* Listed entries *

** start **

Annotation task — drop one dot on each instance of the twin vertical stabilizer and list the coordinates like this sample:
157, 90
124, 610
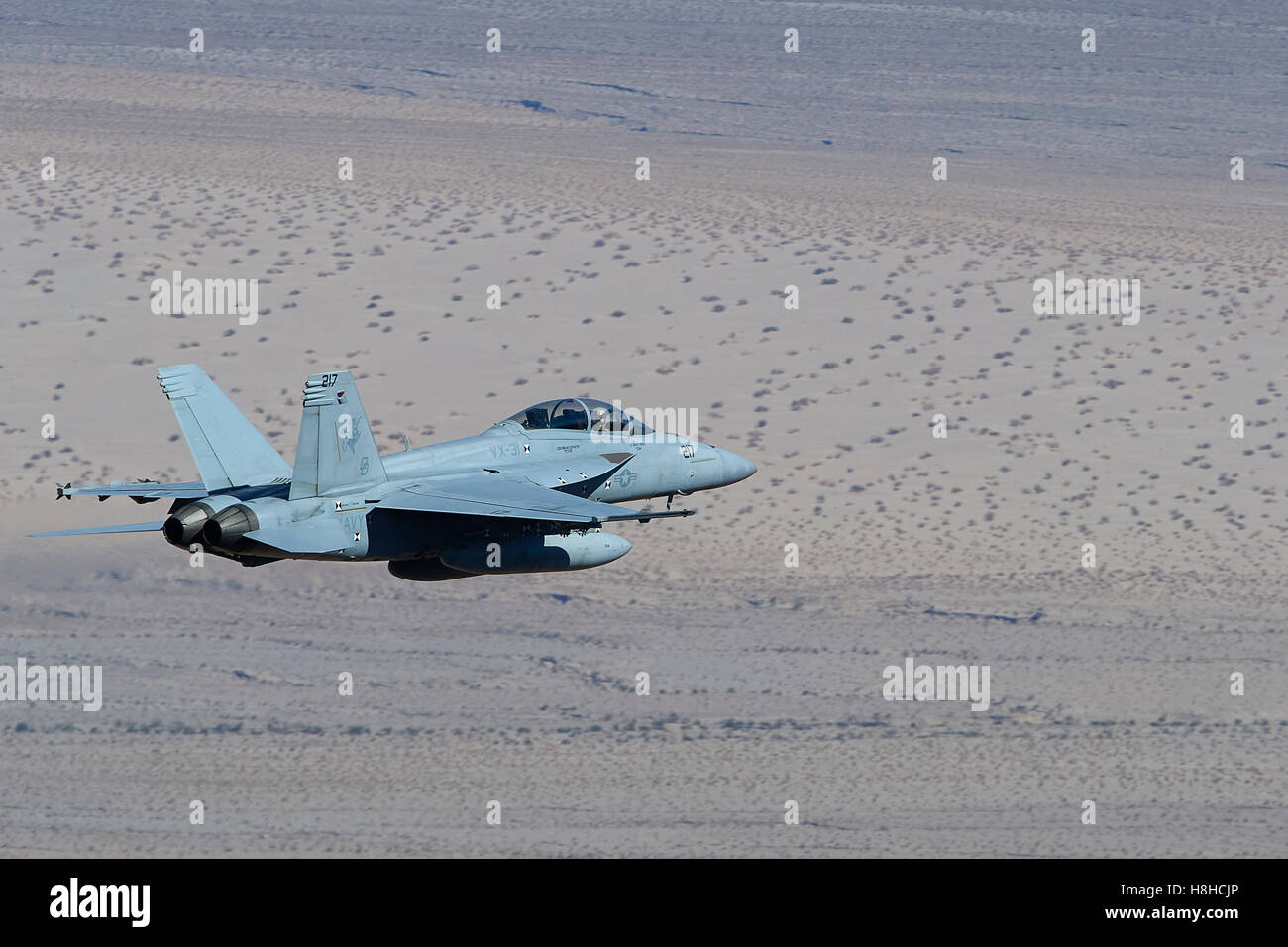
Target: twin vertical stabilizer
336, 447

** end **

* Set task *
How many lines in the records contain the string "stabilizer"? Give only the number.

* Answer to this exercise *
2